→ **READING PASSAGE**:
★ ★ ★ ★ ★ ★ ★
# oils



## paulc (13 May 2004)

I definitely lost a few pounds ripping through that iroko , but i'm just about finished my first workbench , its frame is made of red deal and worktop and backboard from iroko with a plywood tool well, what wood be the best oil or finish for these materials for maximum protection ? Cheers, paulc


----------



## Midnight (13 May 2004)

I gave some thought to that after finishine my tail vice project... decised on organoil... it doesn't offer too much scratch protection, but given that the wood's going to move over time, it'd be easy to plane it flush again....

a varnish or similar would need stripping first..


----------



## Philly (14 May 2004)

Paul
I used a product called "Patina", which is a wipe on varnish. Search the forum for more info on this. It is pretty easy to apply and is water and heat resistant. Also it is easy to touch up if damaged.
Cheers,
Philly


----------



## Anonymous (15 May 2004)

Sadly couldnt get my hands on any 'organoil' or 'patina' , impatience got the better of me and i have used 'Rustins' Danish oil , it says apply three times , its pretty sticky after the first coat so Im apprehensive as to whether it would be wise to stick on another , any suggestions? on the upside its gone some way to covering up the scarified interlocked grain on my iroko worktop


----------



## DaveL (15 May 2004)

Mike,

I have not used Rustins Danish oil but Liberon finishing oil. I understand that they are both based on Tung oil and are quite similar. 
This is how I use the finnish oil, apply a coat I use a brush but you can use a rag if you like.  
Wait 10 minutes, then with a clean rag, wipe off the excess oil. For big jobs you need a supply of rags and be careful with the used ones. They can self ignite, spread them to dry before chucking them in the bin. :shock: 
Leave the oil to dry, Liberon recommend 5 hours and repeat the process. 
Cut back before the final coat, which depending on what your doing could be anything from 3 to 7 or 8. Stand back and admire finnish.


----------



## trevtheturner (15 May 2004)

Hi Paulc,

The only supplier I know of for 'Patina' is Screwfix.

Re: Danish oil - don't have any to hand at the mo. but it probably has a much longer drying time than Liberon Finishing Oil (all to do with the drying agents added to the oils).

Other than that I go along exactly with what DaveL says and have found it works well.

Trev.


----------
★ ★ ★ ★ ★ ★ ★
→ **PROBLEM 1**: Identify every line of the listing that contains the string "positive", copying each one in full. Case counts.
The listing that follows has no connection to the forum thread.

[Saved entries]
★ ★ ★ ★ ★ ★ ★
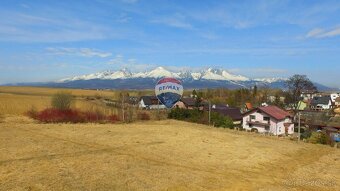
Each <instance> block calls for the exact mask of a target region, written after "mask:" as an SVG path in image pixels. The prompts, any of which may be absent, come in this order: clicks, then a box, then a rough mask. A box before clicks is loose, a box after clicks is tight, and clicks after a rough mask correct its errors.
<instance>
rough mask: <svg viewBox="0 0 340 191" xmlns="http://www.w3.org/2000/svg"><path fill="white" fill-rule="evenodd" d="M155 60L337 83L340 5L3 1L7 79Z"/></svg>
mask: <svg viewBox="0 0 340 191" xmlns="http://www.w3.org/2000/svg"><path fill="white" fill-rule="evenodd" d="M156 66H164V67H166V68H169V69H172V70H183V69H188V68H190V69H193V70H201V69H204V68H207V67H215V68H223V69H228V70H229V71H230V72H232V73H235V74H241V75H245V76H247V77H254V78H255V77H256V78H257V77H289V76H291V75H292V74H296V73H298V74H306V75H308V77H309V78H310V79H312V80H313V81H316V82H320V83H323V84H325V85H328V86H331V87H338V88H340V1H338V0H334V1H332V0H327V1H324V0H320V1H314V0H306V1H303V0H299V1H296V0H292V1H280V0H278V1H276V0H268V1H255V0H251V1H189V0H186V1H180V0H179V1H176V0H171V1H170V0H169V1H166V0H159V1H153V0H91V1H90V0H89V1H87V0H78V1H77V0H74V1H66V0H64V1H63V0H60V1H55V0H52V1H48V0H41V1H38V0H29V1H28V0H27V1H23V0H21V1H20V0H2V1H0V84H3V83H12V82H32V81H51V80H57V79H61V78H65V77H70V76H74V75H80V74H87V73H93V72H98V71H103V70H107V69H111V70H116V69H120V68H123V67H126V68H128V69H130V70H132V71H144V70H146V69H150V68H153V67H156Z"/></svg>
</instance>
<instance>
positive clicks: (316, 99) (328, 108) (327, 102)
mask: <svg viewBox="0 0 340 191" xmlns="http://www.w3.org/2000/svg"><path fill="white" fill-rule="evenodd" d="M332 107H333V104H332V100H331V97H330V96H322V97H314V98H313V99H312V100H311V103H310V108H311V109H312V110H316V111H323V110H328V109H331V108H332Z"/></svg>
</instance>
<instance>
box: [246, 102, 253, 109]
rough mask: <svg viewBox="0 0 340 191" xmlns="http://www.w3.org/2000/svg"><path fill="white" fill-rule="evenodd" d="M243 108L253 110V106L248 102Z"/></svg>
mask: <svg viewBox="0 0 340 191" xmlns="http://www.w3.org/2000/svg"><path fill="white" fill-rule="evenodd" d="M245 106H246V107H247V109H253V105H252V104H251V103H250V102H247V103H246V104H245Z"/></svg>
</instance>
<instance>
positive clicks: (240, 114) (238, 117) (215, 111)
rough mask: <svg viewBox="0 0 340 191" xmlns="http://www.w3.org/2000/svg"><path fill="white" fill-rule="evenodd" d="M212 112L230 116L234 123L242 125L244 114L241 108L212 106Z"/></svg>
mask: <svg viewBox="0 0 340 191" xmlns="http://www.w3.org/2000/svg"><path fill="white" fill-rule="evenodd" d="M211 112H216V113H219V114H221V115H223V116H227V117H230V118H231V119H232V120H233V123H234V125H241V122H242V114H241V110H240V109H239V108H233V107H226V108H212V109H211Z"/></svg>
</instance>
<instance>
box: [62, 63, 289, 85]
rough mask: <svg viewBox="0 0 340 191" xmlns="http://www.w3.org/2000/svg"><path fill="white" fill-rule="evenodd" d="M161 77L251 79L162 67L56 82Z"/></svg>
mask: <svg viewBox="0 0 340 191" xmlns="http://www.w3.org/2000/svg"><path fill="white" fill-rule="evenodd" d="M162 77H174V78H177V79H181V80H220V81H234V82H245V81H250V80H251V79H249V78H247V77H245V76H241V75H235V74H232V73H230V72H228V71H227V70H221V69H213V68H208V69H207V70H202V71H201V72H191V71H183V72H171V71H169V70H167V69H165V68H163V67H157V68H155V69H153V70H150V71H147V72H136V73H133V72H130V71H128V70H127V69H122V70H119V71H104V72H98V73H94V74H88V75H81V76H75V77H71V78H65V79H62V80H59V81H58V82H70V81H77V80H94V79H102V80H116V79H136V78H155V79H158V78H162ZM254 80H255V81H259V82H268V83H272V82H276V81H279V80H284V79H282V78H263V79H254Z"/></svg>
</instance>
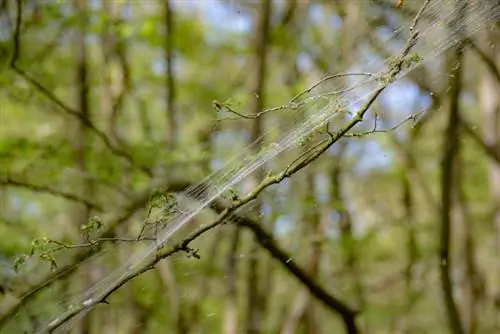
★ ★ ★ ★ ★ ★ ★
→ **PROBLEM 2**: Which materials does the first post of the workbench forum thread name as making up the workbench?

→ **EXERCISE RESULT 1**:
positive clicks: (316, 99) (328, 108) (327, 102)
positive clicks: (240, 114) (238, 117) (215, 111)

→ **EXERCISE RESULT 2**: Red deal, iroko, and plywood.